* [Task data]
▶

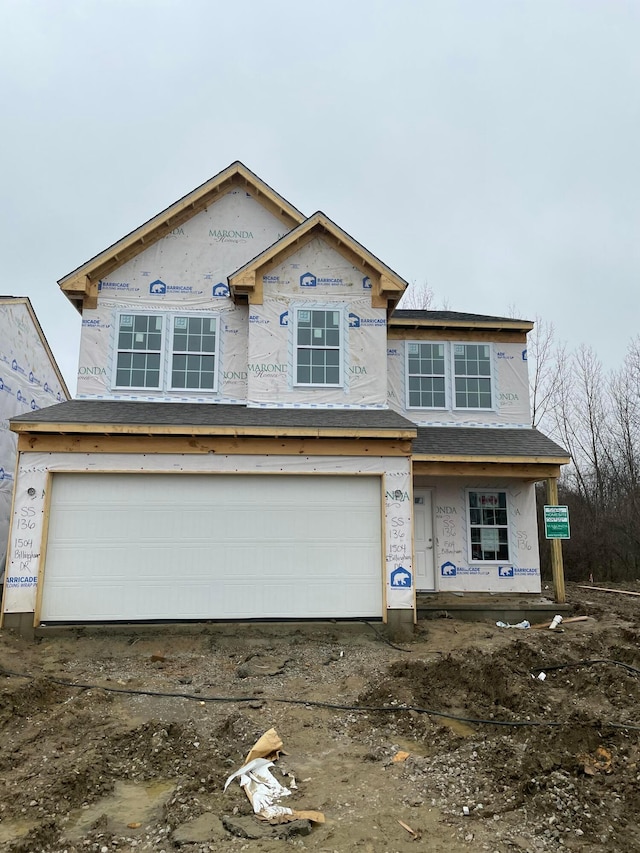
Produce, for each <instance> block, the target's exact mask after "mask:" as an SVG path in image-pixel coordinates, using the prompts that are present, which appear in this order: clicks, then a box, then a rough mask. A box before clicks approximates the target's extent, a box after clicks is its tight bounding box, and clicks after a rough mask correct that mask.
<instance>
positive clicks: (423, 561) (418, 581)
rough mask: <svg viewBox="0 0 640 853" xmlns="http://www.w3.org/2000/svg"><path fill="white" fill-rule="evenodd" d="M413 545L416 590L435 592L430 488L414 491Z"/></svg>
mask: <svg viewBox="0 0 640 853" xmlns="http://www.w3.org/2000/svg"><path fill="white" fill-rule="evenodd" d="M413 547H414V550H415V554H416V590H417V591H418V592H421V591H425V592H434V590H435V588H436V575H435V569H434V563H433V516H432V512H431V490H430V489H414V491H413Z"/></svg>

◀
▶

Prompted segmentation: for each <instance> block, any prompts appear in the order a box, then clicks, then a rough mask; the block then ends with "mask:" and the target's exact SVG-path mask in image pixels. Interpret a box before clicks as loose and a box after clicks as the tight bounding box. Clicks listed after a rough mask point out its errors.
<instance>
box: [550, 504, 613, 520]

◀

Working from the records above, write out verbatim only the lines from the line containing "Produce, for each" through the line containing "positive clicks: (423, 561) (418, 581)".

* [Solution]
Produce, for each <instance> block, the target's exact mask after "mask:" as an SVG path in image-pixel coordinates, using the prompts that are present, which appear in this order: clicks, then a box, then a rough mask. A box before clicks approximates the target's extent, a box after clicks is its tight bounding box, and clicks after a rough mask correct that mask.
<instance>
positive clicks: (423, 561) (418, 581)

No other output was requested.